Information shown
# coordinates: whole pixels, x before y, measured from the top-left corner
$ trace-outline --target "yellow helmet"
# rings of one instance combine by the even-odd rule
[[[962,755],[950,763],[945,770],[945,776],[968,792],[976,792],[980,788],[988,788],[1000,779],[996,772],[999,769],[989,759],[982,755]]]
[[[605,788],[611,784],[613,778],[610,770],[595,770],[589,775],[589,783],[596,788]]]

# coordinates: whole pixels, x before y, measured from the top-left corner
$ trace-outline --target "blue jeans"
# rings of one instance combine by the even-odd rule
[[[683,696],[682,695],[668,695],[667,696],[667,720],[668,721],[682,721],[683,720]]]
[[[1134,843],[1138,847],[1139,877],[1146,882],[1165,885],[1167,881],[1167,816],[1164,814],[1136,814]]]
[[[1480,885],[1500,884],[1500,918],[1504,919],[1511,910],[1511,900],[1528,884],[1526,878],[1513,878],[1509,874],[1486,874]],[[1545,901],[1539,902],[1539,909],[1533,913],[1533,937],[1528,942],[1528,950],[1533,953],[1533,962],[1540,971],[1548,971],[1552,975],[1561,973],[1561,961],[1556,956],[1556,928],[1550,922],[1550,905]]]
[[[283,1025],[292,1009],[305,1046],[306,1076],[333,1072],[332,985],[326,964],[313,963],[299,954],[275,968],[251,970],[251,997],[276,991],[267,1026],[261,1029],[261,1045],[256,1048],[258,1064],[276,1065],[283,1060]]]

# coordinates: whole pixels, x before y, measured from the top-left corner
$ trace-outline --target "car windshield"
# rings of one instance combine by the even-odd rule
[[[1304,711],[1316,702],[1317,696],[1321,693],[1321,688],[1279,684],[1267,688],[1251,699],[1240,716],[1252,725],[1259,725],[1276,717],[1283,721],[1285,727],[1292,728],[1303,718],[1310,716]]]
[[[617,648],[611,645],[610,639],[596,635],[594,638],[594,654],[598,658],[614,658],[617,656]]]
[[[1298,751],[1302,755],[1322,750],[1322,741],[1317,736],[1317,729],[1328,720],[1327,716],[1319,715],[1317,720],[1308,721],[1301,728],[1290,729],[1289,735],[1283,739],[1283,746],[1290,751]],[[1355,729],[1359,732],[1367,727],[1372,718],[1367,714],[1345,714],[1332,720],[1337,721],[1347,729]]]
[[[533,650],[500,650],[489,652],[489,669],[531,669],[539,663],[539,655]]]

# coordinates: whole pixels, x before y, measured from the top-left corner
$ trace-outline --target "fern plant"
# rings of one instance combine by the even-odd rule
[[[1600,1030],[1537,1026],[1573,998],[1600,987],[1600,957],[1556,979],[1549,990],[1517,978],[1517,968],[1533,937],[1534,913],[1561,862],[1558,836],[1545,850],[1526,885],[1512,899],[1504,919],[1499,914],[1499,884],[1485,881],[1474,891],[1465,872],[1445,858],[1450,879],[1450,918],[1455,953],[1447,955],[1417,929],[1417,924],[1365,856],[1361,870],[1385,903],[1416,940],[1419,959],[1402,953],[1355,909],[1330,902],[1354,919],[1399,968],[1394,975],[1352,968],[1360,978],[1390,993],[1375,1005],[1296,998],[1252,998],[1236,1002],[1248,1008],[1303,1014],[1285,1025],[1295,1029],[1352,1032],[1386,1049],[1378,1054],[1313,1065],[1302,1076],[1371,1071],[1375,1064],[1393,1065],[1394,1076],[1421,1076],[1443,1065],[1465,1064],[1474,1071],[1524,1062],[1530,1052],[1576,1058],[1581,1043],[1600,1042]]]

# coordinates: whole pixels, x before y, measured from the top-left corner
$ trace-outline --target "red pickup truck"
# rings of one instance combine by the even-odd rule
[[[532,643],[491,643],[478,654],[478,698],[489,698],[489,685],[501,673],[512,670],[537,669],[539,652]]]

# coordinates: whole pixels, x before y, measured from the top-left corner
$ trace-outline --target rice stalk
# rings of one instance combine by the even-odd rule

What you are asked to do
Every line of the material above should be transcribed as it stands.

Task output
# coordinates: whole pixels, x before y, measured from the top-left corner
$ trace-outline --target "yellow helmet"
# rings of one instance combine by the even-odd rule
[[[962,755],[950,763],[945,770],[945,776],[968,792],[976,792],[980,788],[988,788],[1000,779],[996,772],[999,769],[989,759],[982,755]]]
[[[605,788],[611,784],[613,778],[610,770],[595,770],[589,775],[589,783],[596,788]]]

# coordinates: whole pixels, x before y, measured from the top-left corner
$ trace-outline --target "blue jeans"
# rings of one instance combine by the even-odd rule
[[[683,696],[682,695],[668,695],[667,696],[667,720],[668,721],[682,721],[683,720]]]
[[[1134,843],[1138,847],[1139,877],[1146,882],[1165,885],[1167,881],[1167,816],[1164,814],[1136,814]]]
[[[1480,885],[1500,884],[1500,918],[1504,919],[1511,910],[1511,900],[1528,884],[1526,878],[1513,878],[1509,874],[1486,874]],[[1545,901],[1539,902],[1539,909],[1533,913],[1533,937],[1528,942],[1528,950],[1533,953],[1533,962],[1540,971],[1548,971],[1552,975],[1561,973],[1561,961],[1556,956],[1556,928],[1550,922],[1550,905]]]
[[[283,1025],[292,1009],[305,1046],[306,1076],[333,1072],[332,985],[326,964],[313,963],[299,954],[275,968],[251,970],[251,997],[276,991],[267,1026],[261,1029],[261,1045],[256,1048],[258,1064],[276,1065],[283,1060]]]

# coordinates: whole pixels, x before y, measured from the top-left corner
$ trace-outline --target "car windshield"
# rings of one instance combine by the even-odd rule
[[[1304,711],[1316,702],[1317,696],[1321,693],[1321,688],[1279,684],[1267,688],[1251,699],[1240,716],[1252,725],[1259,725],[1276,717],[1283,721],[1285,727],[1292,728],[1303,718],[1310,716]]]
[[[617,648],[611,645],[610,639],[596,635],[594,638],[594,654],[598,658],[614,658],[617,656]]]
[[[1298,751],[1302,755],[1322,750],[1322,741],[1317,736],[1317,729],[1328,720],[1327,716],[1319,715],[1317,720],[1308,721],[1301,728],[1290,729],[1289,735],[1283,739],[1283,746],[1290,751]],[[1355,729],[1359,732],[1367,727],[1372,718],[1367,714],[1345,714],[1332,720],[1337,721],[1347,729]]]
[[[533,650],[500,650],[489,652],[489,669],[531,669],[539,663],[539,655]]]

# coordinates: whole pixels, x before y, measured from the top-left corner
$ trace-outline --target "fern plant"
# rings of one instance combine by the even-odd rule
[[[1600,1030],[1537,1026],[1573,998],[1600,987],[1600,957],[1556,979],[1549,990],[1517,978],[1517,968],[1533,937],[1534,913],[1561,862],[1558,836],[1545,850],[1526,885],[1512,899],[1504,919],[1499,914],[1499,884],[1485,881],[1474,891],[1465,872],[1445,858],[1450,879],[1450,918],[1455,953],[1447,955],[1417,929],[1417,924],[1365,856],[1361,870],[1385,903],[1416,940],[1419,959],[1402,953],[1355,909],[1330,902],[1354,919],[1399,968],[1394,975],[1352,968],[1360,978],[1390,993],[1375,1005],[1296,998],[1252,998],[1236,1002],[1248,1008],[1303,1014],[1285,1025],[1295,1029],[1352,1032],[1386,1049],[1378,1054],[1313,1065],[1302,1076],[1371,1071],[1375,1064],[1393,1065],[1394,1076],[1421,1076],[1443,1065],[1465,1064],[1474,1071],[1524,1062],[1530,1052],[1576,1058],[1581,1043],[1600,1042]]]

# coordinates: whole pixels, x before y, measured from the top-left corner
$ trace-outline --target "red pickup truck"
# rings of one instance combine by the even-odd rule
[[[532,643],[491,643],[478,654],[478,698],[489,698],[489,685],[501,673],[512,670],[537,669],[539,652]]]

# coordinates: whole pixels, x before y, measured from the top-left corner
$ trace-outline --target rice stalk
# rings of one instance combine by the even-odd rule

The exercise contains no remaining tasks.